* **FOLGENDES BEARBEITEN**:
**a)** Gegen wen richtet sich laut dem Text zum Erstattungsanspruch der Kasse dieser Anspruch?
**b)** Führen Sie bitte den Text zum Erstattungsanspruch der Kasse nach seinem letzten Satz weiter.

* **VORGEGEBENER TEXT**:

Der Erstattungsanspruch der Kasse ist daher nur gegen die KZV gerichtet, mit deren Zahlungserwerb die Vermögensverschiebung auf Kosten der Kasse bereits abgeschlossen ist. Das hat zwar zur möglichen Konsequenz, daß die KZV, wenn ein ihr selbst gegen den einzelnen Kassenzahnarzt zustehender Rückzahlungsanspruch nicht befriedigt werden kann, den Erstattungsanspruch der Kasse nur durch eine Reduzierung der Vergütung der übrigen kassenzahnärztlichen Mitglieder erfüllen kann, ihre (kassenzahnärztlichen) Mitglieder insoweit also eine Art Haftungsgemeinschaft bilden. Dies muß aber als Folge der hier gegebenen Rechtsstrukturen und der der KZV auferlegten Gewährleistungspflicht hingenommen werden.
Der allgemeine Rechtsgedanke des zivilrechtlichen Bereicherungsanspruchs gilt auch im öffentlichen Recht (vgl BSG Urteil vom 21. November 1986 - 6 RKa 5/86 - mwN). Der Beklagten stand daher in Höhe der streitigen Klagforderung ein öffentlich-rechtlicher Erstattungsanspruch gegen die Klägerin zu.

* **VORGEGEBENE EINTRÄGE**:

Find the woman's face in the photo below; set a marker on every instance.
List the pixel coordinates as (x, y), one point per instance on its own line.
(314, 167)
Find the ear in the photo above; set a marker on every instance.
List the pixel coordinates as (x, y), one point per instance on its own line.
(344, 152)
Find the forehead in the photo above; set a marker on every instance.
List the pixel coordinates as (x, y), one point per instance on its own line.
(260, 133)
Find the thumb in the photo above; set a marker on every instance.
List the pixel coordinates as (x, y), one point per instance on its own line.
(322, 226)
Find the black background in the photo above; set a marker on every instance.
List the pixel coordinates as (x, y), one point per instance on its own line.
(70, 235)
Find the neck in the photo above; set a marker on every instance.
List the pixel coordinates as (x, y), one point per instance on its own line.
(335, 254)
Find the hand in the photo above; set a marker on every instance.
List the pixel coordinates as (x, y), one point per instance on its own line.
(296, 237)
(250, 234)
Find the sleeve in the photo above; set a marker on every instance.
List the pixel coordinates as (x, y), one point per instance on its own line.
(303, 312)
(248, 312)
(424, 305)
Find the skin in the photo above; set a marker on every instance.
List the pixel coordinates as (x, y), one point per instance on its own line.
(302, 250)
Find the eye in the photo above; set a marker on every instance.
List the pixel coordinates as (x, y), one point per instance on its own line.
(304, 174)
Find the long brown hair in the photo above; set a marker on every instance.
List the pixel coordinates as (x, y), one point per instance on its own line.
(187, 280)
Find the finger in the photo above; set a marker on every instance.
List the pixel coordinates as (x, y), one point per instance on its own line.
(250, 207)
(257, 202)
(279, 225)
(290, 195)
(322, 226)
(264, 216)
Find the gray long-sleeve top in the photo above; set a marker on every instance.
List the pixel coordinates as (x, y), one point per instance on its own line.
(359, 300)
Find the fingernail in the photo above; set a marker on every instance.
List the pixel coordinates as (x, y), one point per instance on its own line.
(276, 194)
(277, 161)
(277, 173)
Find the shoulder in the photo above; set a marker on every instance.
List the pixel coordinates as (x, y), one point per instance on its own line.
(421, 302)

* **LÖSUNGEN ZUR ÜBUNG**:
**a)** Nur gegen die KZV.

**b)**
Die Klägerin kann sich nicht auf eine Entreicherung (vgl § 818 Abs 3 BGB) berufen, da sie jedenfalls gegenüber der Krankenkasse die obengenannte Gewährleistungspflicht trägt, wozu auch die Gewähr für eine sorgfältige und wahrheitsgemäße Abrechnung der Leistungen gehört (BSG aaO).
Die Bestimmung des § 24 BMV-Z steht dem Erstattungsanspruch der Beklagten nicht entgegen (BSG aaO). Sie beschränkt sich auf Schadensersatzansprüche bei kassenzahnärztlichen Pflichtverletzungen und erstreckt sich nicht auf Fälle nicht erbrachter Leistungen (BSG aaO).
Da die Klagforderung demnach durch Aufrechnung erloschen ist, konnte die Revision der Klägerin keinen Erfolg haben. Die Kostenentscheidung beruht auf § 193 des Sozialgerichtsgesetzes.